The task >> Write the records out once more, exactly as they are given.

Given entries >>

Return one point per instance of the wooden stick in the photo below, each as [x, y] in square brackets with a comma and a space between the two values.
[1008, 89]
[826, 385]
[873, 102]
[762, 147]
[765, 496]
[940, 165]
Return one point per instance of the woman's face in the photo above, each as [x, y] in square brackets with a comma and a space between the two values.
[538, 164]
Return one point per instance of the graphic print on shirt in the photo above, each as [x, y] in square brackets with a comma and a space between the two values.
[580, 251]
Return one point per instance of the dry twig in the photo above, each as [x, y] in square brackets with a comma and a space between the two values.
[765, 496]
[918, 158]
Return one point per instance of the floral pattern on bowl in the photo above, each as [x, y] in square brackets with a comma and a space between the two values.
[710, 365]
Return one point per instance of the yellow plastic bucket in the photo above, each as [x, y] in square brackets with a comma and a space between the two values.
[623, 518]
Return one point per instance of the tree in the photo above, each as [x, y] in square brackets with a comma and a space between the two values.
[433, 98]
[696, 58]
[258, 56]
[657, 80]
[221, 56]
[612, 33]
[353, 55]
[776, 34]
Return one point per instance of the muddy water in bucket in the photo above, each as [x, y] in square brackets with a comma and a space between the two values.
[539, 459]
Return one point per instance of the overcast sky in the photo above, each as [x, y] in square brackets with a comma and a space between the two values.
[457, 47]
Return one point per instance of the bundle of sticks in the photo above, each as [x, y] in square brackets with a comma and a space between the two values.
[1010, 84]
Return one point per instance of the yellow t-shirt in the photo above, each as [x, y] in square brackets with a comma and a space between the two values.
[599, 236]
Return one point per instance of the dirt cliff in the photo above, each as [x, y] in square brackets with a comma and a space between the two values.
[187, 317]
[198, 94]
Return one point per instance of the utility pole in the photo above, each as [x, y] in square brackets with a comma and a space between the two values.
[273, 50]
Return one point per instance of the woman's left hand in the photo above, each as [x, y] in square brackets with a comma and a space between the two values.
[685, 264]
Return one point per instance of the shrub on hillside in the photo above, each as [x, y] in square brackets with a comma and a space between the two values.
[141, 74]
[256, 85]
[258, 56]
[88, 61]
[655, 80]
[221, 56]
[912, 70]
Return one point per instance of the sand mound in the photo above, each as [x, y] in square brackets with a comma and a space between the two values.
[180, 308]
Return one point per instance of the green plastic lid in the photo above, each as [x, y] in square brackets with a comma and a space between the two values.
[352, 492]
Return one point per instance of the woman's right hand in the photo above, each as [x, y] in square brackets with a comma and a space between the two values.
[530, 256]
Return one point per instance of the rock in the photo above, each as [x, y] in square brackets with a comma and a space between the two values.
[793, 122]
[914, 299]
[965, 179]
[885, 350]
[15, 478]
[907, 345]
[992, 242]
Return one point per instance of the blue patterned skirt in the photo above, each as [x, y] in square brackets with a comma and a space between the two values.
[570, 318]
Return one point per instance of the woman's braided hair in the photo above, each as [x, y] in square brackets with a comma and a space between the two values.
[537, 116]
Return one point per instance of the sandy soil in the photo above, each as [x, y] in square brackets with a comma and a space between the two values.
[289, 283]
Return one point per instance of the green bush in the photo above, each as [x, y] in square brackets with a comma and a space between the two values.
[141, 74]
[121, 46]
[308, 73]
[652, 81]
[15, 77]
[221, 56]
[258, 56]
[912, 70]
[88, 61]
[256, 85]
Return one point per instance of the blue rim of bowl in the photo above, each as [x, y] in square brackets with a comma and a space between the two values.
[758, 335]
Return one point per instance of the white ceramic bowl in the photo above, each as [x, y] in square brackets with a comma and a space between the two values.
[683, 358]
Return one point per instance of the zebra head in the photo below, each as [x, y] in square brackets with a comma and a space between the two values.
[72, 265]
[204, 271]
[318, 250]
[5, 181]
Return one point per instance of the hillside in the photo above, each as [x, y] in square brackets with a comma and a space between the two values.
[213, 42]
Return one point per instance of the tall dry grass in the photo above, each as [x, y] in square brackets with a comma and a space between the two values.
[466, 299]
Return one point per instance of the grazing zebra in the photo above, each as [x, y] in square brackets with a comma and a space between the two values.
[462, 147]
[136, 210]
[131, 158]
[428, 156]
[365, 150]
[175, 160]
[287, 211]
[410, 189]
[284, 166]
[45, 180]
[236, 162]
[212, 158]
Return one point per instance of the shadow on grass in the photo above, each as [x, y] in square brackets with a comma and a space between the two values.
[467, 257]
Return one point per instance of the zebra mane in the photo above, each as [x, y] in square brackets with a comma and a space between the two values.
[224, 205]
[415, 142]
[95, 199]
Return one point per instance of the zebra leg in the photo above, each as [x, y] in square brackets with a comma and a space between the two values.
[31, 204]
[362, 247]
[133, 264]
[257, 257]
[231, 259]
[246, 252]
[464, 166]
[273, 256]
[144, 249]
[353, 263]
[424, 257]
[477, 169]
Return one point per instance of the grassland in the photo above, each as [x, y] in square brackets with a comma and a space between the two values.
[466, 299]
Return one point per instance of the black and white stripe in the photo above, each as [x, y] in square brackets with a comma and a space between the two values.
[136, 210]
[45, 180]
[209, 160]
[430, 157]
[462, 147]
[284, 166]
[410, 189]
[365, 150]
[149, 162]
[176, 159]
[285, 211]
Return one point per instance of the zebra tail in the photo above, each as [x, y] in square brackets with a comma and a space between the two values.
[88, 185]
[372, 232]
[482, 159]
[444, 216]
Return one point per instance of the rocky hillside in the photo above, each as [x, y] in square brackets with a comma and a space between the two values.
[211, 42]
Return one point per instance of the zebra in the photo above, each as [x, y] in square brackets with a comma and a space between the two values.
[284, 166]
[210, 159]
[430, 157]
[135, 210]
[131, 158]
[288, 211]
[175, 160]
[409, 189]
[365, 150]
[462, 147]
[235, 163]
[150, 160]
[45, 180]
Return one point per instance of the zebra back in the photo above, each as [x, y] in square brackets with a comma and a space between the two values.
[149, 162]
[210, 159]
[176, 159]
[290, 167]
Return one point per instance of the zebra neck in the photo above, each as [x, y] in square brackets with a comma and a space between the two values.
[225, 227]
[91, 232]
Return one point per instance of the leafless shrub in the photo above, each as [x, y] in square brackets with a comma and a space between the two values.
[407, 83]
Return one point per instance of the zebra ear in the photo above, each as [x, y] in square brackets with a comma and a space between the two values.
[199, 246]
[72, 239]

Response to this exercise >>
Return one point per instance of the wooden stick in the photo below, each as [x, y] in square brackets with a comma and a space between the two values.
[1008, 89]
[826, 385]
[873, 102]
[762, 147]
[765, 496]
[940, 165]
Return one point per instance of the woman's face in the photo above, each as [x, y] in square brackets with a comma and a space between the two values.
[538, 164]
Return one point per instance of the graphic print on shirt in the photo above, each as [x, y] in square brackets with a comma and a space between the two values.
[580, 251]
Return one point per instance of the dry twig in the photo above, each as [x, y] in square brackets with a comma and a space between the two values.
[765, 496]
[918, 158]
Return one point per instance of the floral pattern on bowl in the photo above, each as [x, y] in square brackets with a comma and a space between the two values.
[710, 365]
Return one point per instance of the yellow plastic bucket in the photo above, each as [x, y] in square brackets with a comma and a space between the two values.
[623, 518]
Return one point per instance of the tree in the photo above, each as [x, y] in square brackets with a comma and a space between the two values.
[433, 98]
[696, 58]
[258, 56]
[657, 80]
[221, 56]
[612, 33]
[353, 55]
[776, 34]
Return one point per instance of the muddy water in bucket in the photo above, each as [x, y] in square brackets with a comma and a space between the two values.
[539, 459]
Return one point per instance of the overcast sky in the photo above, each as [x, y] in square brackets with a comma and a space between the two values.
[457, 47]
Return one point per instance of the bundle of sticks in the photo above, each as [x, y] in square brackets with a comma and a space between the two values.
[1010, 84]
Return one point per instance of the yellow t-shirt in the photo above, each as [x, y] in square brackets with a comma and a space between the two values.
[599, 236]
Return one point per instance of the dirt cliff in the photo above, each as [x, y] in square brackets with a comma and a space between the two values.
[187, 317]
[198, 94]
Return one point per instance of the utility pole in the photo above, each as [x, y] in square brackets with a comma and a space between the two values.
[273, 50]
Return one point per instance of the woman's left hand in the photo above, each as [x, y] in square brackets with a comma and a space between the two values.
[685, 264]
Return one point per instance of the shrub on hillside in the photo above, each as [x, y] in square brackets with a comma and a space between the two values.
[141, 74]
[256, 85]
[258, 56]
[88, 61]
[655, 80]
[221, 56]
[912, 70]
Return one point per instance of the sand mound in the photo above, each as [x, y] in square brackets with a comma and a space between the two values.
[180, 308]
Return one point per instance of the green plastic lid in the photo above, each as [x, y] in square brackets with a comma and a space between the two values.
[352, 492]
Return one point per instance of the woman's right hand in the photo above, each as [x, y] in square brackets with a comma and a space between the two values.
[530, 256]
Return one point per instance of the rock in the photo above, each as [x, y] in square brackets with a comma and a space between the two values.
[793, 122]
[914, 299]
[965, 179]
[885, 350]
[15, 478]
[907, 345]
[992, 242]
Return one point per instance of the blue patterned skirt in the photo above, each as [x, y] in square brackets with a comma and a space between the two values.
[570, 318]
Return one point per instance of the woman's braided hair in the photo above, each as [x, y] in square brackets with a comma and a space between the two values.
[537, 116]
Return one point per instance of the sandy soil in the photo above, each as [x, y] in square brackets with a comma and a space between the two values.
[289, 283]
Return one point per instance of the green bush in the photo above, each as [x, y] in square brackets with a comma and a space between the two values.
[141, 74]
[121, 46]
[308, 73]
[652, 81]
[15, 77]
[221, 56]
[258, 56]
[912, 70]
[88, 61]
[256, 85]
Return one point per instance of the blue rim of bowl in the photo above, each as [x, y] in square brackets with a comma and a space between the two values.
[758, 335]
Return one point per instance of the white ceramic bowl in the photo above, each as [x, y] in square brackets with a comma and a space between the two values.
[683, 358]
Return one point per instance of the zebra head in the photo below, each as [x, y] in square brackets with a comma and a space between the two values.
[72, 265]
[204, 271]
[318, 250]
[5, 181]
Return one point per instance of the hillside in the photo above, each as [x, y] in square brackets with a comma and a space between the two values.
[213, 42]
Return one point per instance of the tall dry grass in the photo above, each as [x, y] in square brackets with a comma and a space between the two values.
[466, 299]
Return one point per instance of the grazing zebra in the photo above, each as [x, y] in square brackets with a comma and a space between the two values.
[462, 147]
[136, 210]
[131, 158]
[428, 156]
[365, 150]
[175, 160]
[287, 211]
[410, 189]
[284, 166]
[45, 180]
[236, 162]
[212, 158]
Return one point per instance of the shadow on grass in the photo above, each as [x, y] in square brackets with a comma and a space between the two values.
[467, 257]
Return one point per instance of the zebra mane in the photo above, each as [x, y] in square brackets with a comma and a space between the two values.
[224, 205]
[415, 142]
[95, 199]
Return one point per instance of the zebra leg in the photo above, each as [x, y] in square brackets with a comma and a space between the two values.
[31, 204]
[362, 247]
[133, 264]
[257, 257]
[231, 259]
[246, 252]
[464, 166]
[273, 256]
[144, 249]
[353, 263]
[424, 257]
[477, 169]
Return one point per instance of the grassland in the photo above, each as [x, y] in square brackets with a comma and a space between the two values.
[466, 299]
Return one point per instance of the black and white stripe in the photo above, each as [x, y] in square brackets with a comma and a space between the two values.
[136, 210]
[45, 180]
[209, 160]
[430, 157]
[462, 147]
[284, 166]
[410, 189]
[365, 150]
[149, 162]
[176, 159]
[285, 211]
Return one point per instance of the zebra tail in the photo above, each as [x, y] in square brackets with a comma and a space between the two values.
[88, 185]
[372, 232]
[482, 159]
[444, 216]
Return one point per instance of the rocky hillside in the photo above, each as [x, y] in square brackets with a comma and a space between the two values.
[211, 42]
Return one point per instance of the zebra in the photo above, each as [x, y] in square brackets with a comma and a space between the two values.
[284, 166]
[210, 159]
[430, 157]
[135, 210]
[131, 158]
[288, 211]
[175, 160]
[409, 189]
[365, 150]
[462, 147]
[235, 163]
[150, 160]
[45, 180]
Return one point per instance of the zebra back in the photo above, each as [x, y] in square brackets with a comma and a space between the two values.
[149, 162]
[210, 159]
[176, 159]
[290, 167]
Return one point per instance of the zebra neck in the photo above, each as [x, y] in square brackets with a comma and a space between the two values.
[225, 227]
[91, 232]
Return one point per instance of the leafless shrub in the photo above, each as [x, y] in square brackets with a comma and a space between the two values.
[407, 83]
Return one point per instance of the zebra ear in the photo above, each as [x, y] in square brackets with a comma and a space between the two values.
[199, 246]
[72, 239]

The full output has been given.